* [Material for this task]:
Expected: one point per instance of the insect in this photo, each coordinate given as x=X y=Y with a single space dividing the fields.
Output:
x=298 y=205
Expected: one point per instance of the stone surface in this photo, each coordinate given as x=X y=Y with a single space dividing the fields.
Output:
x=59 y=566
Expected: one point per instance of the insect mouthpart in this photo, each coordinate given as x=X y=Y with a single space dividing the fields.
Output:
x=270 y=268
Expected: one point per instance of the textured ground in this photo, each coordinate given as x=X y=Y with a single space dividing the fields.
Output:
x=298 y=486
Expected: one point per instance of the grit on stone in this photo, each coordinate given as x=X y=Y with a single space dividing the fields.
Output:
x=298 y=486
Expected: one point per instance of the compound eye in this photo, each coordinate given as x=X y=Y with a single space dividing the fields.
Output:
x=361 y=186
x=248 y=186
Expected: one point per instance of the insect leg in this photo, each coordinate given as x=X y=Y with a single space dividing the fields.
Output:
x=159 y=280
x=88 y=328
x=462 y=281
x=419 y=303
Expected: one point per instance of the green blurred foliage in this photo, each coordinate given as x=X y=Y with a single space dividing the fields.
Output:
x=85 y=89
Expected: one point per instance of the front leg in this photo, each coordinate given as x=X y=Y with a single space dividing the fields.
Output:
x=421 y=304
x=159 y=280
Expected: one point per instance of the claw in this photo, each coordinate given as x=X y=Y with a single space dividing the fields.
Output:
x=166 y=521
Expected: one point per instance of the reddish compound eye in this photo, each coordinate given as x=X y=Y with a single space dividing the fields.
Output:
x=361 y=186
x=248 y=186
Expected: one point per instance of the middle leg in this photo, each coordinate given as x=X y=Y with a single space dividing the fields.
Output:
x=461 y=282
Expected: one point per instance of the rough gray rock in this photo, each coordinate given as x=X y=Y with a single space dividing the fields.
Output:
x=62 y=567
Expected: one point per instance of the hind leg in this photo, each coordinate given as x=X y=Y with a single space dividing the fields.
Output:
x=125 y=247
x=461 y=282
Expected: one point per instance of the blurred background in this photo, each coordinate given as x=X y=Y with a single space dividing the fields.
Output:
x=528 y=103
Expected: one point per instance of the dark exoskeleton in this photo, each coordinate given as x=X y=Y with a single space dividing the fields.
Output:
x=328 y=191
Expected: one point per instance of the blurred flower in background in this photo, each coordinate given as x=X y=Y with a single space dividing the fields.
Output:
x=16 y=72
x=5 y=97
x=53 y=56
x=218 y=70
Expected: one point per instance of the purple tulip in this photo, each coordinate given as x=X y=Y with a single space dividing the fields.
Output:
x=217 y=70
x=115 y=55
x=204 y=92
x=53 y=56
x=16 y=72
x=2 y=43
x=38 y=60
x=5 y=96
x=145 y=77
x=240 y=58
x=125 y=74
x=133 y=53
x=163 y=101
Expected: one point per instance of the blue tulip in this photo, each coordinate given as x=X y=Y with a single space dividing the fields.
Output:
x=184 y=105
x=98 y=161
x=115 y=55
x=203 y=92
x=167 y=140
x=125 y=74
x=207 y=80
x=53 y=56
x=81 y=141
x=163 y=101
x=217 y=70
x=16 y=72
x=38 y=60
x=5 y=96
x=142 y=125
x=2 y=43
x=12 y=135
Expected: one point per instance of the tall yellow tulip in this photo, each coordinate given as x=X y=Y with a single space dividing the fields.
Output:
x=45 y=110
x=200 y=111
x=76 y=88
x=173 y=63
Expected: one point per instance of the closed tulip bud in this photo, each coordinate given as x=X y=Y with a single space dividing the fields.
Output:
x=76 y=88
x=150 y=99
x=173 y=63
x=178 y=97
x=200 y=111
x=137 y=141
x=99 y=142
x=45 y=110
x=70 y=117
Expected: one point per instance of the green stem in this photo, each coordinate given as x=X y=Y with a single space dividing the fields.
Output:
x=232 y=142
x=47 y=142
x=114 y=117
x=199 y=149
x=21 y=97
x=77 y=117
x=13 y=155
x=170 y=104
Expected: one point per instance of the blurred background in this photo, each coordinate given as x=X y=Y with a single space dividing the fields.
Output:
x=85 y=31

* [Written problem]:
Rewrite the lines from the one containing "Expected: one point per instance of the hind" through the one containing "x=528 y=103", requests included. Shift each coordinate in the answers by adding -110 to it.

* [Answer to this exercise]:
Expected: one point per instance of the hind leg in this photo, each coordinate given as x=X y=Y with a single space dividing the fields.
Output:
x=15 y=137
x=351 y=172
Expected: one point per instance of the blurred background in this photo, each coordinate given as x=X y=Y with a single space dividing the fields.
Output:
x=418 y=-7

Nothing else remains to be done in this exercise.